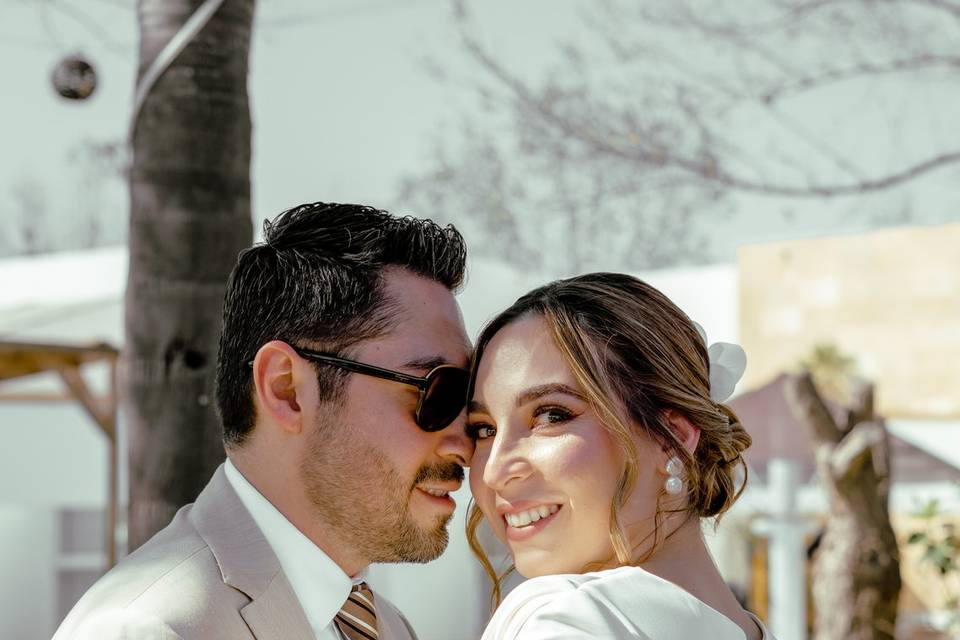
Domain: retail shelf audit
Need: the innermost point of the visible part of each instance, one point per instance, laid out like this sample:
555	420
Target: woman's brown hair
637	356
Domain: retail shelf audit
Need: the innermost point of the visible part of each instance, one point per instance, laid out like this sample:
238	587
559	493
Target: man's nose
455	444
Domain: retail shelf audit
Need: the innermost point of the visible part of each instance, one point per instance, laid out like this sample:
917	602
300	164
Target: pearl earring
674	483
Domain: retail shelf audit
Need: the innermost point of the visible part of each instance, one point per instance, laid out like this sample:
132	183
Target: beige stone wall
889	298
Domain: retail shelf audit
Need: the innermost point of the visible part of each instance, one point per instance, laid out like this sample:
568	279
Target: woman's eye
479	431
545	416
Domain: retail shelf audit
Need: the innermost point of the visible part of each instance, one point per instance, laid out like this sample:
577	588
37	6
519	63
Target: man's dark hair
317	280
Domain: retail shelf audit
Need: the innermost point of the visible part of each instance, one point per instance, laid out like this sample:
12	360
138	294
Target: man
340	386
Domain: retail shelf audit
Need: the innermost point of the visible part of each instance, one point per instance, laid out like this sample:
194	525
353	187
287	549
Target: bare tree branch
913	63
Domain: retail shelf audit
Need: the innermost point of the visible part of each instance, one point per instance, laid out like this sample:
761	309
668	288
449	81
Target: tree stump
856	572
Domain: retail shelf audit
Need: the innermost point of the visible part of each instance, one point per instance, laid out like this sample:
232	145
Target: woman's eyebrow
534	393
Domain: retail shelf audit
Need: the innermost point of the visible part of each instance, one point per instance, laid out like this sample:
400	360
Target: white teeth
523	518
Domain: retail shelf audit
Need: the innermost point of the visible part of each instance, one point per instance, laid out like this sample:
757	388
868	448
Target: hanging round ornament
74	78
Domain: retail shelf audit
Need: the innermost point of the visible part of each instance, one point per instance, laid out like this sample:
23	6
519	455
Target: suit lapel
276	614
248	563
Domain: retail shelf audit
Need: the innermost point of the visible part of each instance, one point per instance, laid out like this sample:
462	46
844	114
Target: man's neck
286	494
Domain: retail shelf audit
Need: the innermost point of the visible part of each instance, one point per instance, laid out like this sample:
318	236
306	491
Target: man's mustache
442	472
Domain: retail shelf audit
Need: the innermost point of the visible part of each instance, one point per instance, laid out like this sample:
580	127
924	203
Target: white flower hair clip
728	361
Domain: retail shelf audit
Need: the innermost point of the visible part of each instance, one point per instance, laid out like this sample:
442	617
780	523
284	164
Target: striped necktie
357	618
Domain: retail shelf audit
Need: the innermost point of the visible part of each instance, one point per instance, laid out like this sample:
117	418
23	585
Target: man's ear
687	434
276	376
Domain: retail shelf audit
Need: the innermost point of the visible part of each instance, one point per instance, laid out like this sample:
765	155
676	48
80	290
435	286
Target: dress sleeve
555	608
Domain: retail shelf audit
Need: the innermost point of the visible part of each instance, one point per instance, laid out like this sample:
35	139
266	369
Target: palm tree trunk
856	572
189	217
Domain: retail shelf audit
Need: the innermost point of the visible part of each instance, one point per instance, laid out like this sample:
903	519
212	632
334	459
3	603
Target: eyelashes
543	416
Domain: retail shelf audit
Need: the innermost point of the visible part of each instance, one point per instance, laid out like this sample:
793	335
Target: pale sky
343	107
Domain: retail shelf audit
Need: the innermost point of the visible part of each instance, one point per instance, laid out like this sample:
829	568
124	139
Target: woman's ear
275	378
687	434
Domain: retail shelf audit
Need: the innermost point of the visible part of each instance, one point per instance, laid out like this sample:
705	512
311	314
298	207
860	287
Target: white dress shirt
626	602
319	583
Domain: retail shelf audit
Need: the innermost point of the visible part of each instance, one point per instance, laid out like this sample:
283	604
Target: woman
598	452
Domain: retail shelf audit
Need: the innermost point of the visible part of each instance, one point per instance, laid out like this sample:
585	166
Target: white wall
28	588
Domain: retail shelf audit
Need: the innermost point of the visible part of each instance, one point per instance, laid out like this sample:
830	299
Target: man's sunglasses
443	391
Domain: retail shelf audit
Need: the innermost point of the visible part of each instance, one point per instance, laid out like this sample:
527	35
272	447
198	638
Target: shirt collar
319	583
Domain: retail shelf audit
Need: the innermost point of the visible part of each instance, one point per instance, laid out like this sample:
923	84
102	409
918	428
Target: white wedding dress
627	602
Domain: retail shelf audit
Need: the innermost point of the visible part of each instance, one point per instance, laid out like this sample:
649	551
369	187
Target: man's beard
364	502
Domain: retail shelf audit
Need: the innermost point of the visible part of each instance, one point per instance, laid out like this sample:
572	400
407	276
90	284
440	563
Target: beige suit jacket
209	574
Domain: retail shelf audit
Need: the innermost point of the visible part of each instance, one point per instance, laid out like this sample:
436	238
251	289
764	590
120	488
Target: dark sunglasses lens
444	398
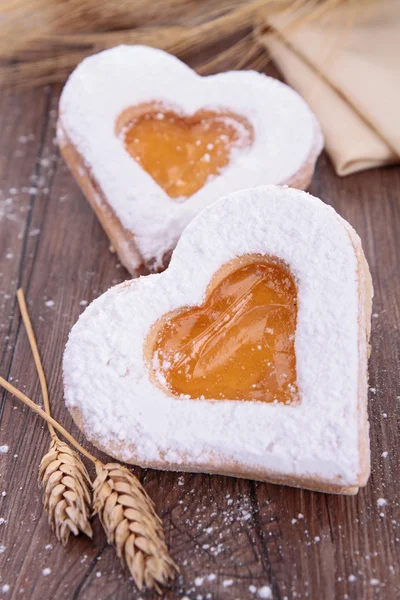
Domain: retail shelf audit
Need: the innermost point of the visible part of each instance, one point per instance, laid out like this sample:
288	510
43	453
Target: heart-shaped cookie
151	143
266	301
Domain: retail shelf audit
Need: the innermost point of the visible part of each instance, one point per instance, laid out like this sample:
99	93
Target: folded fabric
346	64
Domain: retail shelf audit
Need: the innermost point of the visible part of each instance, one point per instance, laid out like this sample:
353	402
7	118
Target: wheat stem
21	396
36	356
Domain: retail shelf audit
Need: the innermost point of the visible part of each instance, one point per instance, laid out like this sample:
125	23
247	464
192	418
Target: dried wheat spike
67	497
132	525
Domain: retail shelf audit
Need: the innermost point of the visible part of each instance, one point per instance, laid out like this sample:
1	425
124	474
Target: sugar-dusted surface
107	379
104	85
218	528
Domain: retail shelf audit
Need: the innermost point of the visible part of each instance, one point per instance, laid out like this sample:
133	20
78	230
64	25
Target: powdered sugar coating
107	379
104	85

### AIM OF THE EXERCISE
Reproduce the lines above exactly, image-free.

### ANSWER TO THE PROBLEM
Domain: retail shelf audit
Need: the innermost point of the visible part of each instance, one point per instance, laid out like this sample:
555	420
Target: woman's brown hair
637	356
Domain: retail shelf audit
Need: the innermost point of the visible part of each instance, one point per instance, laid out like this sample:
238	587
559	493
Target: man's nose
455	444
Domain: retail shelf audit
Need: the innermost point of the visible part of each instance, one point per instance, laid out like this sample:
917	602
300	164
Target: pearl earring
674	483
Domain: retail shelf audit
Need: the innermost point of the visible part of each instance, one point per instance, laid out like this sample:
132	183
Target: beige stone wall
889	298
Domain: retail shelf audit
Need: the innermost point of the visible part of each instance, one point per instance, laid out like this sample:
568	279
Target: woman's eye
479	431
545	416
Domain: retail shelf audit
Need: the innermost point of the visible part of each instance, one point per instance, laid out like this sample:
577	588
37	6
519	63
Target: man's dark hair
317	280
Domain: retail shelf audit
Need: the innermost point of the visible part of each instance, one point per instance, laid out like this sample:
12	360
138	294
Target: man
340	386
Domain: retail shelf audit
Need: the innermost point of the visible part of each instance, one point per instance, laid out like this sample:
194	525
353	187
287	549
Target: bare tree branch
913	63
Domain: retail shelf audit
Need: the innermost point of the visible part of each instance, one point per instance, laid out like this sample:
761	309
668	288
449	81
Target: tree stump
856	572
Domain: retail shelf audit
Need: the innermost point of the visible part of each instance, one point per instance, laid out like this sample:
232	145
Target: woman's eyebrow
534	393
Domain: retail shelf audit
Need: the innermost point of the visible part of each instance, one point per instance, laid out like this sample:
400	360
Target: white teeth
523	518
Domain: retail shelf audit
Need: the innermost point of the visible part of each instance, one point per instance, laid out like this sample:
757	388
868	448
Target: hanging round ornament
74	78
Domain: retail shelf audit
Need: the innermost point of the visible part of each instance, one point per instance, laid out like this sample:
23	6
519	455
Target: suit lapel
276	614
248	563
Domain: retail shelf audit
Need: the innermost point of the visible part of each instance, one point per instance, laid out like this sample:
462	46
844	114
Target: man's neck
286	494
Domain: retail shelf audit
Need: the innermost point of the visible part of each instance, one point per instance, laid out like this sample:
318	236
306	491
Target: man's mustache
442	472
Domain: retail shelf audit
Need: the innermost point of the visible part of each instance, one point per instance, laid out like this sample:
580	127
924	203
Target: white flower hair clip
728	361
Domain: retail shelf audit
Need: the innermost point of the visible part of each instance, one point per instance, laid out like this sample:
442	617
780	523
284	164
Target: striped necktie
357	618
Domain: retail shelf audit
Need: the innermost point of the visible part of each instance, one point per instance, laid out like this sample:
117	418
23	585
Target: man's ear
687	434
276	376
Domain: retail shelf audit
Need: the innermost point of the visible part of each instance, one point per instance, laid out like this sample:
765	155
676	48
80	290
435	286
Target: dress sleeve
555	608
Domain: retail shelf audit
Need: the innermost point of the visible part of each instance, one point per instance, laid out like this sample:
35	139
266	369
Target: palm tree trunk
856	572
189	217
Domain: retail shelf audit
Need: the innermost point of the visible part of each instance, one point per instance, laid out like this sample:
903	519
212	632
334	459
3	603
Target: eyelashes
543	416
Domain: retail shelf audit
Need: the innermost point of the visible part of each instance, one point per instance, laid out like this sample:
793	335
Target: pale sky
343	107
Domain: retail shelf audit
Need: the innermost point of the visible part of each instance, one point per instance, laid out like this sample:
829	568
124	139
Target: woman's ear
275	378
687	434
Domain: retail shelf audit
Need: the innermost point of the visible part of each instance, one point per instance, laid out like this sample:
705	512
311	314
298	207
860	287
Target: white dress shirt
626	602
319	583
Domain: retail shelf audit
Need: the innermost point of the visible part of each instance, one point per instance, laid out like this sample:
283	604
Target: woman
598	452
Domain: retail shelf audit
Need: the innermost point of the visible part of each instance, one point per instance, laid out like this sample:
585	166
Target: white wall
28	588
Domain: retail shelf audit
Need: the innermost point of the visible part of each instance, one point per instance, laid out like this sample:
830	299
Target: man's sunglasses
443	391
Domain: retail shelf audit
Need: the innermost point of the visible part of each instance, one point per instance, laid out like this sample:
527	35
272	447
198	638
Target: shirt collar
319	583
Domain: retail shelf audit
Need: the innermost point of the visible part of each instance, one point per instance, laid out like this sample:
923	84
102	409
918	428
Target: white wedding dress
627	602
Domain: retail shelf audit
Need: the innermost point of the visible part of each instance, one point per instance, laid out like this sample:
649	551
369	187
Target: man's beard
364	502
Domain: retail shelf audit
Need: the innermost point of the visible part of each instance, one point per instance, laid out like this sample:
572	400
407	276
90	284
440	563
Target: beige suit jacket
209	574
Domain: retail shelf audit
Need: the innermost point of the visible part of each instance, one point per instance, laid out like this sample:
436	238
251	289
764	590
120	488
Target: dark sunglasses lens
444	398
Domain: retail shelf audit
Need: the innermost point of the visible part of each instance, one point per instance, laid out like this sample:
288	510
43	453
Target: heart-shaped cookie
151	143
266	301
Domain: retail shelf audit
Need: the innermost point of the visible part of each instance, one point per instance, laid out like this sample:
99	93
Target: folded fabric
346	64
Domain: retail shelf audit
Need: the innermost point of the visible part of each instance, one point per instance, laid out like this sample:
353	402
7	118
Target: wheat stem
21	396
36	356
Domain: retail shelf audit
Need: the innermost point of the visible part of each instance, one point per instance, laid out like this sample:
125	23
247	464
192	418
Target: dried wheat spike
67	497
132	525
Domain: retail shelf audit
Need: the innermost point of the visible part of each instance, one point per instance, laid out like this sample:
1	425
124	474
Target: sugar-dusted surface
107	379
104	85
218	528
Domain: retail shelf audit
Need: the innermost point of the visible part of each instance, one point per instance, laid out like this sample:
133	20
78	230
64	25
Target: powdered sugar coating
107	379
104	85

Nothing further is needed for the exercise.